Render the listing below as a JSON list of strings, one string per line and skipping blank lines, from the line containing "I'd love your assistance: please find the spoon" through the end of the listing, with both ends included.

::::::::

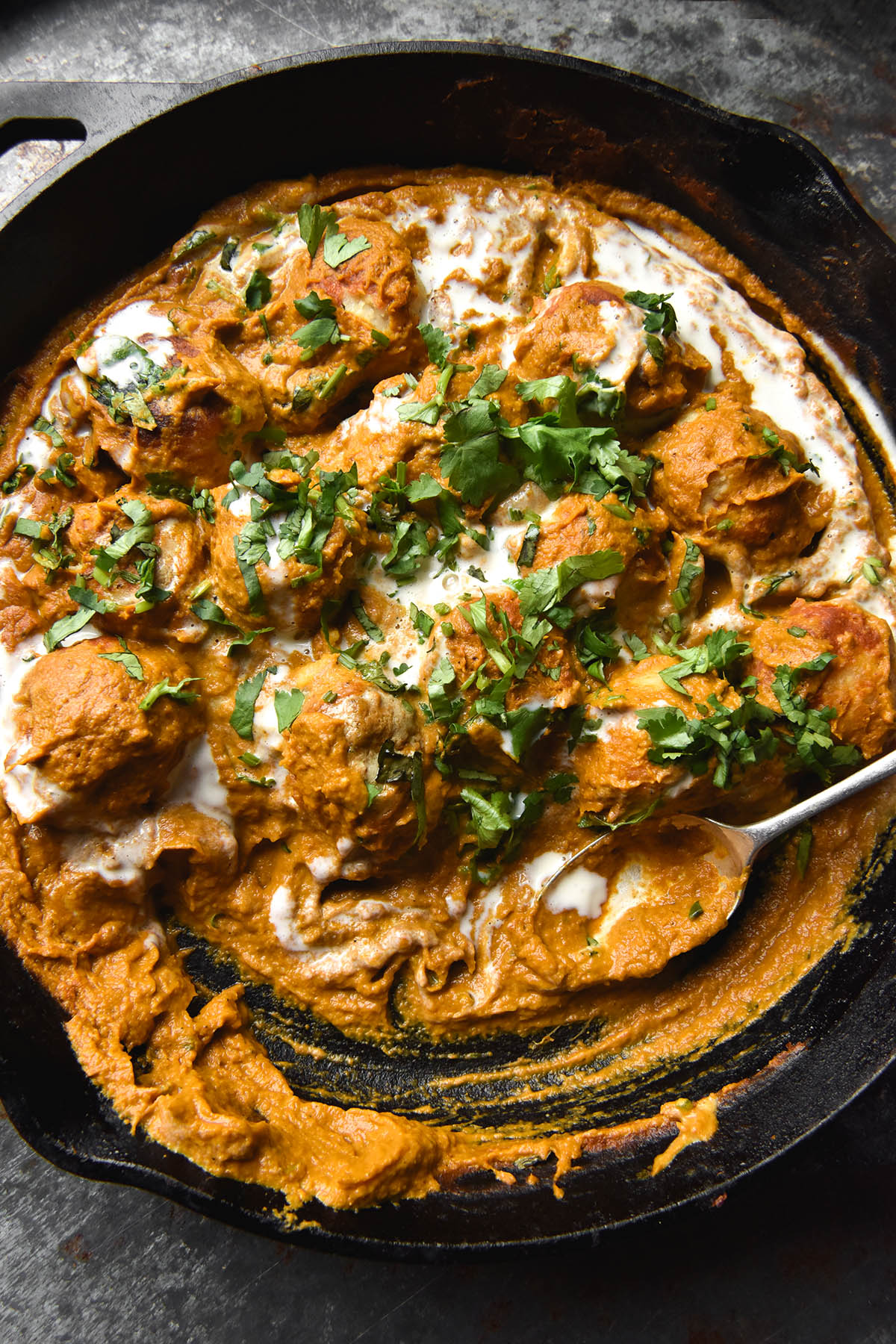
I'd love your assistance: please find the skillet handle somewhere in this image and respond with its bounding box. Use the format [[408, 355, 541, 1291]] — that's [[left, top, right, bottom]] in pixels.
[[0, 79, 193, 153]]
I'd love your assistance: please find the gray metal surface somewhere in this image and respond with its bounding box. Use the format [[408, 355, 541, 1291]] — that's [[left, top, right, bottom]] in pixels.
[[0, 0, 896, 1344]]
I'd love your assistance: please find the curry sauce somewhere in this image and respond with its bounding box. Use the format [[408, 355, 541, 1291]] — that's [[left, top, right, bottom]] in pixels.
[[0, 169, 896, 1207]]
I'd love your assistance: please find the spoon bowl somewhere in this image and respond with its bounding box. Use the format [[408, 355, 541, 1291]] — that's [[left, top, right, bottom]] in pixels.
[[538, 751, 896, 980]]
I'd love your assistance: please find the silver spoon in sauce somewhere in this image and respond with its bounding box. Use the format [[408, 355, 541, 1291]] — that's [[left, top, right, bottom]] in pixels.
[[538, 751, 896, 918]]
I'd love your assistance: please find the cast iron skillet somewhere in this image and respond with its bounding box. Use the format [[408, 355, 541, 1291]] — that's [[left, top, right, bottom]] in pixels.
[[0, 43, 896, 1260]]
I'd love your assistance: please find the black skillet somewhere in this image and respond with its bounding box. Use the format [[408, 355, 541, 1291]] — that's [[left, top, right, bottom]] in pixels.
[[0, 43, 896, 1260]]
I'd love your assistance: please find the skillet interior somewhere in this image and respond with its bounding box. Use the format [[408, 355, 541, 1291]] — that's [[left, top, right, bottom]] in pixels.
[[0, 44, 896, 1257]]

::::::::

# FULL RESPONSE
[
  "I'd love your assistance: please find the spoon bowl somewhere in this image and respond with its bounding box. Use the format [[408, 355, 541, 1291]] — that's [[left, top, right, bottom]] in pixels.",
  "[[538, 751, 896, 980]]",
  "I'd love your assistance: please find the silver spoon in sauce somewhere in this image and respond with its bounding box. Use the format [[408, 355, 541, 1291]] — that's [[left, top, right, bottom]] in pixels.",
  "[[538, 751, 896, 918]]",
  "I'd love your assistance: please find the cast iron skillet somewhere in this image and respond with its bounding box. Use the format [[408, 355, 541, 1291]] — that's [[left, top, right, bottom]] in pixels.",
  "[[0, 43, 896, 1260]]",
  "I'd love your assistance: please find the black skillet somewhere in this image and respond with its bounding box. Use the format [[408, 355, 541, 1291]] — that's [[left, top, right, bottom]] in pixels.",
  "[[0, 43, 896, 1260]]",
  "I'd love your assistance: please find the skillet interior somewhere in this image and respond with its bounding box. Use the format [[408, 355, 541, 1291]] — that's [[left, top, right, bottom]] in pixels.",
  "[[0, 44, 896, 1257]]"
]